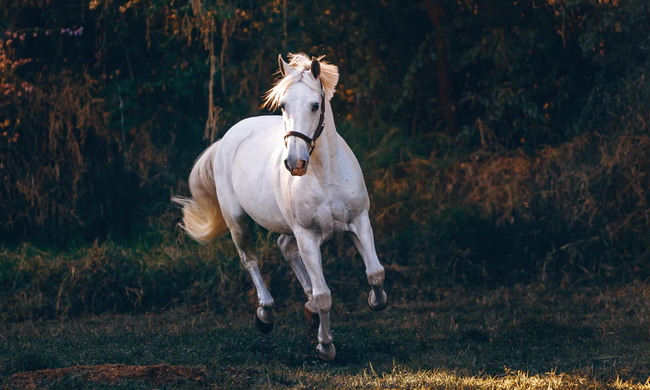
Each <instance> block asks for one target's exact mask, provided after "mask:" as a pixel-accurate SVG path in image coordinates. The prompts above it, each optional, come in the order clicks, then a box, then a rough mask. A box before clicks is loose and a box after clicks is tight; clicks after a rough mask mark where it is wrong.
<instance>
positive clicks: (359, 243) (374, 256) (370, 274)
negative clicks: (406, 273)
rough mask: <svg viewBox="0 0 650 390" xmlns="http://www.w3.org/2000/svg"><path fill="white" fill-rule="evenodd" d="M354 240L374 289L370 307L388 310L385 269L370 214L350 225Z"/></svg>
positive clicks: (373, 309) (368, 282)
mask: <svg viewBox="0 0 650 390" xmlns="http://www.w3.org/2000/svg"><path fill="white" fill-rule="evenodd" d="M350 232H351V233H352V240H353V241H354V245H356V247H357V249H358V250H359V253H361V257H362V258H363V262H364V264H365V265H366V276H367V277H368V284H370V287H371V288H372V289H371V290H370V294H368V306H369V307H370V309H372V310H374V311H379V310H383V309H384V308H386V304H387V302H388V297H387V296H386V292H385V291H384V278H385V274H384V267H383V266H382V265H381V264H380V263H379V259H378V258H377V251H376V250H375V239H374V238H373V234H372V226H370V218H369V217H368V212H367V211H364V212H363V213H362V214H361V215H360V216H359V217H358V218H357V219H355V220H354V221H353V222H352V223H351V224H350Z"/></svg>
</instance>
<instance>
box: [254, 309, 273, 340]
mask: <svg viewBox="0 0 650 390" xmlns="http://www.w3.org/2000/svg"><path fill="white" fill-rule="evenodd" d="M260 309H262V308H261V307H259V308H257V313H255V327H256V328H257V330H259V331H260V333H264V334H266V333H269V332H271V331H272V330H273V322H271V323H266V322H264V321H262V320H261V319H260V317H259V311H260Z"/></svg>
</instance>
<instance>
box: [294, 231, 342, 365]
mask: <svg viewBox="0 0 650 390" xmlns="http://www.w3.org/2000/svg"><path fill="white" fill-rule="evenodd" d="M295 237H296V243H297V244H298V251H299V253H300V257H301V258H302V262H303V264H304V265H305V268H306V270H307V274H308V275H309V280H310V281H311V287H312V288H311V290H312V297H311V301H312V302H313V306H314V307H315V308H316V310H318V317H319V319H320V325H319V327H318V348H317V350H318V356H319V357H320V358H321V359H323V360H325V361H330V360H332V359H334V356H336V348H335V347H334V344H332V341H333V337H332V332H331V331H330V310H331V308H332V294H331V292H330V289H329V287H327V283H326V282H325V276H324V275H323V263H322V260H321V253H320V244H321V242H322V240H321V239H320V238H319V237H317V236H316V235H314V234H313V233H310V232H299V233H298V232H297V233H295Z"/></svg>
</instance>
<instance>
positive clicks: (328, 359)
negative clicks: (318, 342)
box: [316, 344, 336, 362]
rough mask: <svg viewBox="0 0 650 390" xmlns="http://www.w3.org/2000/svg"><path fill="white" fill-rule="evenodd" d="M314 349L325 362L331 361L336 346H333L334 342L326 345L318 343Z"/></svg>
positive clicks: (333, 345) (335, 348) (333, 358)
mask: <svg viewBox="0 0 650 390" xmlns="http://www.w3.org/2000/svg"><path fill="white" fill-rule="evenodd" d="M316 350H317V351H318V357H319V358H320V359H321V360H324V361H326V362H329V361H331V360H332V359H334V356H336V348H334V344H329V345H327V346H324V345H323V344H318V348H316Z"/></svg>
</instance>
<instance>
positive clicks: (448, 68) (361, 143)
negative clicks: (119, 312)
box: [0, 0, 650, 318]
mask: <svg viewBox="0 0 650 390" xmlns="http://www.w3.org/2000/svg"><path fill="white" fill-rule="evenodd" d="M289 52H305V53H307V54H309V55H321V54H324V55H326V56H327V57H326V60H328V61H330V62H332V63H334V64H336V65H337V66H338V67H339V70H340V73H341V77H340V84H339V86H338V91H337V94H336V95H335V97H334V99H333V101H332V104H333V109H334V112H335V115H336V121H337V127H338V131H339V132H340V133H341V135H342V136H343V137H344V138H345V139H346V140H347V142H348V143H349V144H350V146H351V147H352V149H353V150H354V152H355V154H356V155H357V157H358V159H359V160H360V162H361V164H362V167H363V170H364V173H365V176H366V181H367V184H368V189H369V193H370V196H371V202H372V218H373V224H374V227H375V236H376V242H377V250H378V252H379V256H380V260H381V261H382V262H383V263H384V264H385V265H386V267H387V272H388V283H389V286H388V287H389V288H390V289H392V291H393V296H396V297H397V299H415V298H421V297H426V296H428V294H430V293H431V291H433V290H435V289H436V288H438V287H440V286H444V285H449V284H452V283H463V284H466V285H494V284H503V283H506V284H514V283H530V282H536V283H545V284H552V285H574V284H580V283H624V282H627V281H630V280H645V279H646V278H647V277H648V276H650V262H649V261H648V260H650V229H649V226H650V178H649V177H648V174H649V172H650V135H649V133H648V123H649V122H650V80H648V77H649V76H650V5H649V4H648V2H646V1H637V0H609V1H608V0H536V1H528V0H517V1H500V0H491V1H490V0H459V1H446V0H439V1H437V0H422V1H406V2H405V1H401V0H376V1H374V0H373V1H347V0H346V1H329V2H308V1H307V2H305V1H300V2H298V1H293V0H273V1H269V0H246V1H244V0H236V1H227V2H226V1H222V0H216V1H212V0H210V1H208V0H203V1H201V0H191V1H171V2H170V1H166V0H165V1H163V0H130V1H126V0H124V1H121V0H120V1H117V0H115V1H114V0H92V1H78V0H38V1H37V0H21V1H12V0H1V1H0V96H2V99H0V177H2V185H0V298H3V299H0V309H2V312H3V313H4V314H3V316H8V317H11V318H23V317H29V316H45V317H52V316H57V315H71V314H79V313H102V312H107V311H117V312H119V311H131V310H158V309H161V308H165V307H170V306H173V305H176V304H191V305H198V307H205V308H207V309H212V310H213V309H215V308H219V307H221V306H220V305H221V302H224V301H232V300H233V296H239V297H240V299H241V300H242V301H252V300H254V295H253V294H251V292H250V291H251V284H250V282H249V281H248V278H247V274H246V273H245V272H242V271H240V269H239V265H238V259H237V257H236V253H235V251H234V248H233V246H232V243H231V242H230V240H228V239H222V240H219V242H217V243H215V244H213V245H210V246H207V247H201V246H199V245H198V244H195V243H192V242H190V240H189V239H188V238H187V237H185V236H184V235H183V234H181V232H180V230H179V229H178V227H177V223H178V221H179V218H180V212H179V210H177V209H175V208H174V207H172V206H171V205H170V201H169V199H170V197H171V196H172V195H174V194H182V195H187V194H188V192H189V191H188V188H187V177H188V175H189V172H190V169H191V166H192V164H193V162H194V160H195V158H196V157H197V156H198V155H199V153H200V152H201V151H202V150H203V149H205V148H206V147H207V146H208V145H209V144H211V143H212V142H213V141H215V140H217V139H218V138H219V137H221V136H222V135H223V134H224V133H225V132H226V131H227V130H228V128H229V127H230V126H232V125H233V124H235V123H236V122H238V121H239V120H241V119H243V118H245V117H247V116H251V115H260V114H261V115H266V114H268V113H267V112H265V111H264V110H261V109H260V105H261V98H260V97H261V95H262V93H263V92H264V91H265V90H266V89H267V88H268V87H269V86H270V85H271V83H272V82H273V79H274V73H275V72H276V70H277V69H276V68H277V60H276V59H277V55H278V54H280V53H281V54H283V55H286V53H289ZM257 236H258V244H257V247H258V250H259V251H260V255H261V258H262V259H263V261H264V262H265V264H266V265H265V266H264V267H263V273H264V274H265V275H266V276H267V277H268V279H269V282H270V287H271V291H272V293H274V295H276V302H277V301H278V297H279V298H280V300H281V299H283V298H285V299H288V298H291V297H295V299H301V298H300V297H301V292H300V289H299V286H298V285H297V283H295V282H293V281H292V280H293V276H292V275H291V274H290V268H289V267H288V266H287V265H286V264H284V263H283V262H282V261H281V259H280V254H279V250H277V248H275V246H274V236H273V235H271V234H269V233H268V232H266V231H264V230H263V229H258V231H257ZM324 251H325V257H324V259H325V263H326V264H325V267H326V269H327V272H328V274H327V277H328V282H329V283H330V286H333V290H335V292H336V293H337V294H339V296H349V297H356V296H358V295H359V292H358V289H359V287H360V286H363V285H365V281H364V279H365V278H364V274H363V269H362V266H361V261H360V260H359V259H358V257H357V258H356V260H354V261H349V260H344V259H345V258H348V259H352V258H353V257H354V256H358V255H356V252H355V251H354V250H353V249H352V246H351V242H350V241H349V240H347V239H345V238H337V239H335V240H334V241H333V243H330V244H328V245H327V246H326V247H325V248H324ZM287 284H289V285H291V286H293V287H292V288H289V289H286V291H285V290H282V291H278V290H277V289H275V290H274V288H273V286H274V285H276V286H278V285H287ZM364 291H365V288H364ZM400 297H401V298H400ZM224 307H225V306H224ZM224 310H225V308H224Z"/></svg>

★ ★ ★ ★

* [What is needed]: Your answer should be a single number: how many lines in the listing above contain "negative"?

* [Exercise output]: 3